- [Problem to solve]
Whenever "reflection" appears in a line, please copy that line from the data.

[Material for the task — start]

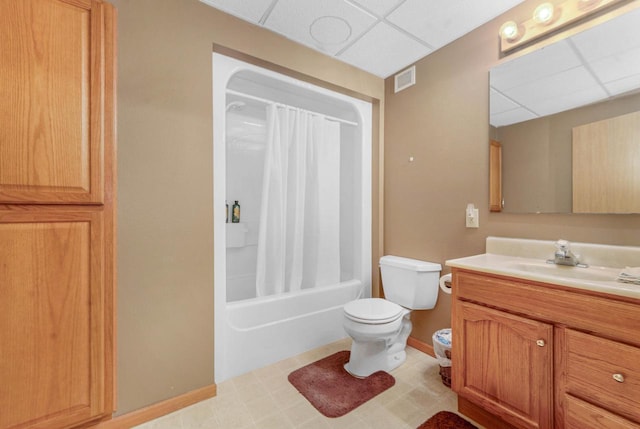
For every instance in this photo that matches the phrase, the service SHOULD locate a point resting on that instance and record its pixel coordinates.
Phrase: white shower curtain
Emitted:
(299, 236)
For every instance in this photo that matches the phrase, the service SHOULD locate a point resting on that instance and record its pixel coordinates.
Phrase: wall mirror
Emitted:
(536, 101)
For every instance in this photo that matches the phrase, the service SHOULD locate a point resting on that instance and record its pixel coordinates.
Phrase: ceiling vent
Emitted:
(405, 79)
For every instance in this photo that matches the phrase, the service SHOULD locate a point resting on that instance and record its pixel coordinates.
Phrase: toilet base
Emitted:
(368, 357)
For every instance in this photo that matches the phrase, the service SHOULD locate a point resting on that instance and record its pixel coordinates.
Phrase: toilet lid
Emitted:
(372, 311)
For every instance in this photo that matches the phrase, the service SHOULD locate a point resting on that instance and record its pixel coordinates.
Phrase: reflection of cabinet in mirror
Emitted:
(606, 166)
(495, 176)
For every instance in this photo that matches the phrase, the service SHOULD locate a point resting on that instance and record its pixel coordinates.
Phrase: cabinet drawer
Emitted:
(603, 372)
(582, 415)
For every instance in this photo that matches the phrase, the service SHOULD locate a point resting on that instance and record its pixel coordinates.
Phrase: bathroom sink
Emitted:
(527, 260)
(593, 274)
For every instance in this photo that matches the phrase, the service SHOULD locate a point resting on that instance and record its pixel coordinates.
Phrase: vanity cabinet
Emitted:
(57, 213)
(536, 355)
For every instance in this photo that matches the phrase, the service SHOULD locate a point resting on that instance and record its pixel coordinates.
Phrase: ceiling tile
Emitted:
(559, 85)
(498, 103)
(628, 84)
(383, 51)
(610, 38)
(378, 7)
(511, 117)
(560, 103)
(438, 25)
(534, 66)
(251, 11)
(328, 26)
(617, 67)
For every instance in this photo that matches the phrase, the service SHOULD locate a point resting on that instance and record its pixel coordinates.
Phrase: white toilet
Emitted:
(379, 327)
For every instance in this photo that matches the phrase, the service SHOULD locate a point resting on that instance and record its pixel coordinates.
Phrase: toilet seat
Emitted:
(373, 311)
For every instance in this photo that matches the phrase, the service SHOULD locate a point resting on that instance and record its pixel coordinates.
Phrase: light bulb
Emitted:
(510, 31)
(543, 14)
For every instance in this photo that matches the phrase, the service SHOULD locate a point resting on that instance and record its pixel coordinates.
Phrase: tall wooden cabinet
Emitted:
(537, 355)
(57, 212)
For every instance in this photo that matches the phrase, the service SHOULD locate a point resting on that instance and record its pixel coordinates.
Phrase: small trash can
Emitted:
(442, 350)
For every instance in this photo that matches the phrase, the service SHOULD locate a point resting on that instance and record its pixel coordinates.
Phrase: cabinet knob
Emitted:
(619, 378)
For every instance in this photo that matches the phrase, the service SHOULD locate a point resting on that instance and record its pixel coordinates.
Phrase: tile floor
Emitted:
(265, 399)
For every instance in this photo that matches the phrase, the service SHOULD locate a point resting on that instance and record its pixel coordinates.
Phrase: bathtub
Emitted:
(261, 331)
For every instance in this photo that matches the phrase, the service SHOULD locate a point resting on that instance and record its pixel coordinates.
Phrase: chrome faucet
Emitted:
(564, 255)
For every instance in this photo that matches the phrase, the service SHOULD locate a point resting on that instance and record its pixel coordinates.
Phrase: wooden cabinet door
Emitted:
(52, 309)
(51, 101)
(503, 363)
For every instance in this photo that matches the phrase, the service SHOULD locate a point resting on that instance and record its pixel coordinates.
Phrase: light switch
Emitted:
(472, 216)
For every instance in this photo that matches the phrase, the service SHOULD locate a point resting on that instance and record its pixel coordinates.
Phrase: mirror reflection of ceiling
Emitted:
(597, 64)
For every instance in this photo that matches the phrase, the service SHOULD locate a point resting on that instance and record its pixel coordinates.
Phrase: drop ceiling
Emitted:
(600, 63)
(381, 37)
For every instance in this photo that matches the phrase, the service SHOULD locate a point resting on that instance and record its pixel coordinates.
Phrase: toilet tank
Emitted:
(410, 283)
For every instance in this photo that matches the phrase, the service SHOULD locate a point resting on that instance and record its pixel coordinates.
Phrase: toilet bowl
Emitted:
(378, 327)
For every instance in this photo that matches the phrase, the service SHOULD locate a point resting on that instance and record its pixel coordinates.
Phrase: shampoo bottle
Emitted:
(235, 217)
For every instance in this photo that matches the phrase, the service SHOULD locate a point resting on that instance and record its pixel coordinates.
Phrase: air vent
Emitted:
(405, 79)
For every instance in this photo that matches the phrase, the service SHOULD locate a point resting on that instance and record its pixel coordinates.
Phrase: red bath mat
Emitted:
(446, 420)
(332, 390)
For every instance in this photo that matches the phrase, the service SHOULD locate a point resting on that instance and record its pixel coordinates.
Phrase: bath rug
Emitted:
(446, 420)
(332, 390)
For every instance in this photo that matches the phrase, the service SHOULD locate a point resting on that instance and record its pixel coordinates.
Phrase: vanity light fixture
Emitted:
(544, 14)
(510, 31)
(549, 17)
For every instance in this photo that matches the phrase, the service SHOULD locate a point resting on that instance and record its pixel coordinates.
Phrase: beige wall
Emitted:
(165, 234)
(442, 122)
(536, 156)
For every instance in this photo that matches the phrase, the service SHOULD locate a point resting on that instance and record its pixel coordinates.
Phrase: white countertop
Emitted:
(594, 278)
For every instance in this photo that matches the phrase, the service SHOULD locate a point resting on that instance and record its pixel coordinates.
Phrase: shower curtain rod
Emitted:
(264, 100)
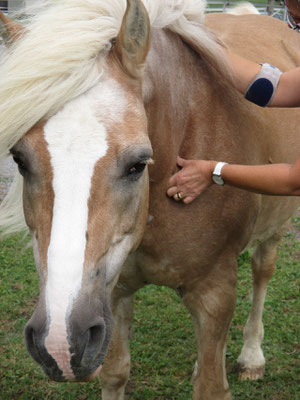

[Material for the task — finish]

- [Answer for this exercise]
Phrase: reflection of cabinet in mirror
Phrase: mirror reflection of ceiling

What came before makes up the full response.